[What the task requires] Render this sentence from the pump rehabilitation article in Spanish: "Sandblasting and applying an electrostatically or chemically bonded internal epoxy lining or coating to pump bowls or volute, such as Scotchkote 134, will often improve the bowl’s operating efficiency by 1%-3%."

[Given passage]
Part 7: Less common but effective methods
By Ed Butts, PE, CPI
We began a long discussion on well and pump rehabilitation in the June 2017 column. The series has included an outline of various methods available to improve and stabilize well and well pump efficiency and reliability.
This month, as a fitting wrap-up to the series, we outline some other less common but nonetheless effective methods to raising pumping plant efficiency. Examples will demonstrate how rapidly these improvements can recover the initial cost, plus conserve and lower energy consumption.
Methods to improve the efficiency and lower energy consumption and operating costs of a pumping plant are as long and versatile as the combinations of pumps and motors available in the world.
For one, materials used for pump components with an inherently low hydraulic friction as the component passes through water—such as bronze, porcelain or special coatings, lined and stainless steel—will result in lower hydraulic loss within the pump itself. Use of composite materials, Ni-Resist, or ductile iron impellers and bowls instead of bronze or cast iron is often favored for abrasive or corrosive conditions.
Sandblasting and applying an electrostatically or chemically bonded internal epoxy lining or coating to pump bowls or volute, such as Scotchkote 134, will often improve the bowl’s operating efficiency by 1%-3%.
Little known but other long-recognized simple tricks such as vane or impeller tip or cutting-edge backfilling, impeller static and dynamic balancing, and polishing of impeller inner and outer surfaces can also raise the impeller or bowl efficiency by another 1%-2%.
Try to design and select a pump to operate as close as possible to the best efficiency point (BEP) or within the best efficiency window (BEW) if possible, or to remain within plus or minus 25% of the upper and lower range of the BEW. If the pump must operate over a wide-ranging set of conditions, select a pump with a wide efficiency band and an H-Q curve shape best representing the characteristics of the system head curve, especially when a VSD (speed reduction device) or control valve is used.
When applying a VSD, make sure the pump at minimum speed can always satisfy the minimum combined system static and frictional head required to continue pumping, and to never continuously operate at any shutoff head conditions or below the minimum safe continuous flow.
For irrigation systems, seasonally checking the diameter of nozzles for erosion and replacing when indicated can pay huge dividends. Standard bore (round opening) sprinkler nozzles tend to increase and become irregular in size over time and use due to erosion—especially with abrasive conditions where uniformity and discharge can easily suffer and cause variation up to 20%-30% of catalog flow rates with well-worn nozzles. Possibly changing from a gravity, flood, furrow, or pressurized sprinkler irrigation to a drip or low-pressure system can also result in substantial water and energy savings.
Improving piping and lowering frictional losses by using larger suction and discharge piping than normal; using long radius ells and smooth piping turns; eliminating unnecessary tees, ells, restricted, or undersized piping and valves in pipelines and manifolds where feasible; and using piping materials with the lowest internal friction factor, such as PVC, PE, cement-lined ductile iron, or internally coated or lined steel or iron pipe over conventional steel can also positively benefit a system and lower friction losses.
For systems with inline suction or discharge screens or filtration equipment, be sure the backwash or cleaning cycles and intervals are performed according to the manufacturer’s recommendations and timers are properly set and adjusted. Verify any screen or filtration element or media is sized for the applicable system flow rate and operated at no more than the recommended or maximum pressure differential before backwash or cleaning and for the intended service and backwash flow rate and duration.

(Excerpt from a dataset)
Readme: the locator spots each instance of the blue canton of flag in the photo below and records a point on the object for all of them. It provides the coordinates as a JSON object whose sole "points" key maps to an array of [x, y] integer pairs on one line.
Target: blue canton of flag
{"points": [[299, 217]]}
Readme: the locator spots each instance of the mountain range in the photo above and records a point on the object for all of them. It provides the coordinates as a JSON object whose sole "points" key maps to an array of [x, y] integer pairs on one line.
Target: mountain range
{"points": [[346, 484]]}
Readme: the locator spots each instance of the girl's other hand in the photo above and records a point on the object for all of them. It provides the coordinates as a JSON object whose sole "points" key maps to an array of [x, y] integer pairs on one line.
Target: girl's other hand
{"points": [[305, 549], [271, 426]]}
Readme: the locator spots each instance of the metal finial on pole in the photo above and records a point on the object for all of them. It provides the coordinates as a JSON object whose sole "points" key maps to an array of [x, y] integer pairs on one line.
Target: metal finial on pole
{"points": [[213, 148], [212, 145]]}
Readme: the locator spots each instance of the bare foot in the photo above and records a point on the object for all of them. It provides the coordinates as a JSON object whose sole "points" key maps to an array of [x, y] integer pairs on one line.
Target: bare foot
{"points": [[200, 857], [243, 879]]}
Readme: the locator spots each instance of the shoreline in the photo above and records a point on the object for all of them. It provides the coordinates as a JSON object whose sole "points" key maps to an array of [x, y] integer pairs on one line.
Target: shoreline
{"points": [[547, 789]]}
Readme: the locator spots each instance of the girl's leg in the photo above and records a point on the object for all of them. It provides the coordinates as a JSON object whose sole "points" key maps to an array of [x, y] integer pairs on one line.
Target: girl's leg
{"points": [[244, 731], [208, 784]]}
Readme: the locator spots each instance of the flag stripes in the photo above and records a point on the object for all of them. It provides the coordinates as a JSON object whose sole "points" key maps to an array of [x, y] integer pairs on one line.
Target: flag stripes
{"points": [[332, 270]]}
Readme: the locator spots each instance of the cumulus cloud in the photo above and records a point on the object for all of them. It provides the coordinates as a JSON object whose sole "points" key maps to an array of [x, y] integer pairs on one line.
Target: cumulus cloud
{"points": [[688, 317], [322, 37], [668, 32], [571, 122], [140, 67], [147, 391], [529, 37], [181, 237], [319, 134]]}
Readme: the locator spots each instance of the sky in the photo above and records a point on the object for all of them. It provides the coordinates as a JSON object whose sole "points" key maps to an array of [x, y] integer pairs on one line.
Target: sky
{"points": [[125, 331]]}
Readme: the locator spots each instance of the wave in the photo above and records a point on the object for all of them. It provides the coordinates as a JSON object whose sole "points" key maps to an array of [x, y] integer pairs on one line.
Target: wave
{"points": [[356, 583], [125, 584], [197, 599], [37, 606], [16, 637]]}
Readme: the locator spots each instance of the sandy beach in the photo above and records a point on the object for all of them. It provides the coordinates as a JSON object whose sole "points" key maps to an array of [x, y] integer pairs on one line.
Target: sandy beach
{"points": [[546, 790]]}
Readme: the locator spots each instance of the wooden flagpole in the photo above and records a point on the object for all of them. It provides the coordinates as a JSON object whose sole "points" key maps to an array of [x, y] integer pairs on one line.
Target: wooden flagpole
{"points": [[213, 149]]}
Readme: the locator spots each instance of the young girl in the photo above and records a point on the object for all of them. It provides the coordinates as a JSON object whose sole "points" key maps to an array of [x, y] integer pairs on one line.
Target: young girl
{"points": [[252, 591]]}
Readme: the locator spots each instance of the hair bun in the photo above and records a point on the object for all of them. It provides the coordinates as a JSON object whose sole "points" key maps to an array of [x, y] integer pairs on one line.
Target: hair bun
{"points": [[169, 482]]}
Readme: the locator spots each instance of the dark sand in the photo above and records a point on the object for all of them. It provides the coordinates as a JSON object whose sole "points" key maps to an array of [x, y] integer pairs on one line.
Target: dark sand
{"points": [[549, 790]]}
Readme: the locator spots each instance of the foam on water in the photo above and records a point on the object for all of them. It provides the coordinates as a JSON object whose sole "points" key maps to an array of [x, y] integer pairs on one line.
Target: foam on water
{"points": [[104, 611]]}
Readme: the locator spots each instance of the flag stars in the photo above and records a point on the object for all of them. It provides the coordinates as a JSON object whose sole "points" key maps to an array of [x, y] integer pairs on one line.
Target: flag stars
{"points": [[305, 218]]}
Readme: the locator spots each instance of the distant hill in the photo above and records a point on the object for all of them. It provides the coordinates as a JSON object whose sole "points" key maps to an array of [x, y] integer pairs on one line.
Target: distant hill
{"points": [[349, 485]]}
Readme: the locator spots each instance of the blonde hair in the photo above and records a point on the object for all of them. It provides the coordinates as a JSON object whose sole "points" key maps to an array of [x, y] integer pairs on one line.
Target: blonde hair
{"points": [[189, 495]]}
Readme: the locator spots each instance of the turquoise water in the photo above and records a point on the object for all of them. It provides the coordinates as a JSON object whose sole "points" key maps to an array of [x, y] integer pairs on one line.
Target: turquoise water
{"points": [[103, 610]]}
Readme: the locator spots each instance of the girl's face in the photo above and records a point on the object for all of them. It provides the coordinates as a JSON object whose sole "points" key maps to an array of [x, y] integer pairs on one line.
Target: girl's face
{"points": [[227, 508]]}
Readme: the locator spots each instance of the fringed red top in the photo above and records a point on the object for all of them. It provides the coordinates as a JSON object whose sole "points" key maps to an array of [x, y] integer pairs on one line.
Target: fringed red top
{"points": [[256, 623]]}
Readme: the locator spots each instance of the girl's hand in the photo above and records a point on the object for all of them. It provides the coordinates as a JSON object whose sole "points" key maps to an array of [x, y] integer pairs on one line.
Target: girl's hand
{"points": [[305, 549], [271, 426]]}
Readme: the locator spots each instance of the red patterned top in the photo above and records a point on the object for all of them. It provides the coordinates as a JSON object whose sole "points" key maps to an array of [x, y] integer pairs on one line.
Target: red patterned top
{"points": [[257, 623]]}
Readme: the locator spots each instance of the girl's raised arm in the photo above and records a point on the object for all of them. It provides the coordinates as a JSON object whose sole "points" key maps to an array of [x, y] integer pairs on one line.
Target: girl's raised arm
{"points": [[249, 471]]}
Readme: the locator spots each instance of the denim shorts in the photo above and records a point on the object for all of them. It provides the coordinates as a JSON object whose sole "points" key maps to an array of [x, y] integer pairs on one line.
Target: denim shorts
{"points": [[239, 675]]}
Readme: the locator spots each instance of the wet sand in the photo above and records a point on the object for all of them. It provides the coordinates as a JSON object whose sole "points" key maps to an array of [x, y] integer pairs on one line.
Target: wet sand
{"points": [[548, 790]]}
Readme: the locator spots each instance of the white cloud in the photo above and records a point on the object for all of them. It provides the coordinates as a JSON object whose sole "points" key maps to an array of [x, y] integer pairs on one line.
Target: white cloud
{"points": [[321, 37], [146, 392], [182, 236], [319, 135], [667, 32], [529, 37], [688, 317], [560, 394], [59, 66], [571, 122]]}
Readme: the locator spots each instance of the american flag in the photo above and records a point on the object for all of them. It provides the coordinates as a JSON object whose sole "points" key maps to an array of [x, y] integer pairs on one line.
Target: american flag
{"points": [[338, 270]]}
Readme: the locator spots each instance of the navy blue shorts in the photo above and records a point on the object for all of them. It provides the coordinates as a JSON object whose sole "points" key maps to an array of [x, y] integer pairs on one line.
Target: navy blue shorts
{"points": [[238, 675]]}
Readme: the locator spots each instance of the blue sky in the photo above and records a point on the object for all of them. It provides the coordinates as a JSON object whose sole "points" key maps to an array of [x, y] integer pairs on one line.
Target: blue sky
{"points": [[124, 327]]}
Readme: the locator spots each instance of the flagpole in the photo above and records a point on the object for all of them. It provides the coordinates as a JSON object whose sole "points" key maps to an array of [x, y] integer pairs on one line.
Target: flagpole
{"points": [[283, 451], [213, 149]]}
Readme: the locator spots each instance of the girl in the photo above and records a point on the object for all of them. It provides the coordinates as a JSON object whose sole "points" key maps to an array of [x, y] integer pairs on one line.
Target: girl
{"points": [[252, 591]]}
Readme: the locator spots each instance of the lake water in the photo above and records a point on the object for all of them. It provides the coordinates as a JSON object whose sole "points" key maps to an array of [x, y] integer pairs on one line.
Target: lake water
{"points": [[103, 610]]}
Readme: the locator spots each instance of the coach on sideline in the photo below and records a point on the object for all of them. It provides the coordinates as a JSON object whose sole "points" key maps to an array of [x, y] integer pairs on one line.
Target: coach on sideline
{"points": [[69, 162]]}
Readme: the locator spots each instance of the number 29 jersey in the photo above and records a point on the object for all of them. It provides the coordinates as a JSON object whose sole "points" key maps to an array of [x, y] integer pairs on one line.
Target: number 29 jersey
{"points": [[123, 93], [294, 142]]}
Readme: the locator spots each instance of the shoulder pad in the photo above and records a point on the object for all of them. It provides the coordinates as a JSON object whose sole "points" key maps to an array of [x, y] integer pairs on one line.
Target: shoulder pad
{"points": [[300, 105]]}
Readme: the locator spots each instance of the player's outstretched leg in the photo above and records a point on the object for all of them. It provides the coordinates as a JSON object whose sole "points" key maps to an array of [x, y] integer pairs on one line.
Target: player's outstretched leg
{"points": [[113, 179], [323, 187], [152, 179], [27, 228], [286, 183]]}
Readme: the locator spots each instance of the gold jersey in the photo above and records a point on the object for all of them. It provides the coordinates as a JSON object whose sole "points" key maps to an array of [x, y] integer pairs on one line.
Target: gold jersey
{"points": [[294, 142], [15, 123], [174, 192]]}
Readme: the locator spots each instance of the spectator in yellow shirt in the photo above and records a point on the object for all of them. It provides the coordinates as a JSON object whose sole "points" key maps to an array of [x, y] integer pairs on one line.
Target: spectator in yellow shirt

[Result] El chorreado con arena y la aplicación de un revestimiento o recubrimiento interno de epoxi adherido electrostática o químicamente a los tazones o a la voluta de la bomba, como Scotchkote 134, a menudo mejorarán la eficiencia operativa del tazón entre un 1 % y un 3 %.